§ TEXT EXCERPT
[Begin]

Flashback: A tale of dodgy traction control and alleged cheating in Formula 1
30 September, 2013
The suspicion raised by former Formula 1 team owner Giancarlo Minardi, that Sebastian Vettel and Red Bull could be using a clever form of traction control, has conjured up memories of a similar scenario that played itself out during the 1994 season when Ayrton Senna went to his grave convinced that Michael Schumacher’s Benetton B194 was using traction control – and he may well have been right.
Senna and Schumacher were clearly the two main contenders of that season. The Brazilian, a three times world champion, having moved to Williams and Schumacher the young upstart with the Benetton team packed with a back room of the brightest technical gurus such as Ross Brawn and Rory Byrne, all led by flambouyant Flavio Briatore.
Frpok the outset Senna was struggling with the Adrina Newey designed Williams FW16, it was not as easy to drive as the all conquering predecessors, namely the FW15C and FW14B. Nevertheless those close to Senna claim he drove the car harder than anything he had driven before, and although he never finished a race in 1994 he did qualify on pole for all three races he started.
Senna explained at the time, “I have a very negative feeling about driving the car and driving it on the limit and so on… Some of that is down to the lack of electronic change. Also, the car has its own characteristics which I’m not fully confident in yet.”
And famously added, “It’s going to be a season with lots of accidents, and I’ll risk saying that we’ll be lucky if something really serious doesn’t happen.”
In Brazil, Senna confided with his close associates that he was suspicious of Schumacher’s Benetton, and that he felt the team was using some form of traction control which along with active suspension and ABS was banned for 1994.
He became convinced of the use of traction control when after retiring from the Japanese Grand Prix he stood by the side of the track and heard the difference in engine sounds and characteristics between Schumacher’s car and his teammate Jos Verstappen’s supposedly similar Benetton B194.
At Imola, Senna was killed during the race and the Formula 1 world was sent reeling.
Coincidentially or ironically straight after the race the FIA impounded computer control systems of Ferrari, McLaren and Benetton. Shortly after Silverstone that year the governing body decreed that Ferrari had co-operated, and were clean, but two Benetton and McLaren were fined $100,000 each for attempting to deny the FIA’s inspectors access to their computer programme codes.
The Independent newspaper reported at the time: When the inspectors got into the Benetton computers, they discovered a hidden programme, and it was dynamite: a programme called Launch Control, which allowed Schumacher to make perfect starts merely by flooring the throttle, the computer then taking over to ensure that the car reached the first corner with no wasteful wheelspin.
Legal in 1993 but outlawed by the new regulations, the programme was still there – although now it had been concealed. To find it you had to call up the software’s menu of programmes, scroll down beyond the bottom line, select an apparently blank line, press a secret key – and, hey presto, without anything showing on the screen, Launch Control was ready for action.
Brawn’s claim that the system had not been used during the 1994 season could neither be proved nor disproved; the FIA’s decision to publicise their findings suggested that they had their suspicions. After all, if Launch Control was now redundant, why had it had been left sitting in the software? Because, the Benetton people said, the task of isolating and removing it was one of impossible complexity. (The concealment, they added, was simply to prevent somebody switching it on by mistake.)

[End]

§ SHORT EXERCISE 1
Please transcribe the part of the Formula 1 article starting with "In Brazil, Senna" and going on through "similar Benetton B194.".
§ SHORT EXERCISE 2
In the Formula 1 article, what was the hidden program that inspectors found in the Benetton computers called?
The data after this point isn't needed.

§ RECORDS SHOWN
[Begin]

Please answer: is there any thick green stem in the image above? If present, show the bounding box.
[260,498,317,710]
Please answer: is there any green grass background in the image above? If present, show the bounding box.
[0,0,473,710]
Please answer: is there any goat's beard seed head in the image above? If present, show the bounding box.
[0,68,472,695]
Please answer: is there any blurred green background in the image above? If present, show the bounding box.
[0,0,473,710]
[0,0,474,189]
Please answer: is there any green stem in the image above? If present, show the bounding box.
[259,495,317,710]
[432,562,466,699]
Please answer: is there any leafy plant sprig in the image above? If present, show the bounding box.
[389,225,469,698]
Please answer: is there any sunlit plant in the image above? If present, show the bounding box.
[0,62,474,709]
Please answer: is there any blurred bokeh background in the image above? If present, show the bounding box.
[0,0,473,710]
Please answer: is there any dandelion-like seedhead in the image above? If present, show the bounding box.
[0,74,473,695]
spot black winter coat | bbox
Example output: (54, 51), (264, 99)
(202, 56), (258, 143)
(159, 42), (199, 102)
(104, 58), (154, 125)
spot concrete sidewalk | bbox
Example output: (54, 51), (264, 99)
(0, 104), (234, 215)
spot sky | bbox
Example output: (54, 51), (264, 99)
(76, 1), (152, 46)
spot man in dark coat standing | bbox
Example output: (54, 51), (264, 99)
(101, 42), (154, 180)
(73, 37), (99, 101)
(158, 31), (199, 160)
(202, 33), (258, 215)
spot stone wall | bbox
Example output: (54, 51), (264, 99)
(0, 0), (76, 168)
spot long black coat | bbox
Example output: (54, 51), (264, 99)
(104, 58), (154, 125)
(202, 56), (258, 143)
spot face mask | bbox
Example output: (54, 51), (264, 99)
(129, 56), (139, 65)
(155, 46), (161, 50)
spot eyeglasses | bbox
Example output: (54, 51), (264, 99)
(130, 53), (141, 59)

[End]

§ TASK RESULT 1
In Brazil, Senna confided with his close associates that he was suspicious of Schumacher’s Benetton, and that he felt the team was using some form of traction control which along with active suspension and ABS was banned for 1994.
He became convinced of the use of traction control when after retiring from the Japanese Grand Prix he stood by the side of the track and heard the difference in engine sounds and characteristics between Schumacher’s car and his teammate Jos Verstappen’s supposedly similar Benetton B194.

§ TASK RESULT 2
Launch Control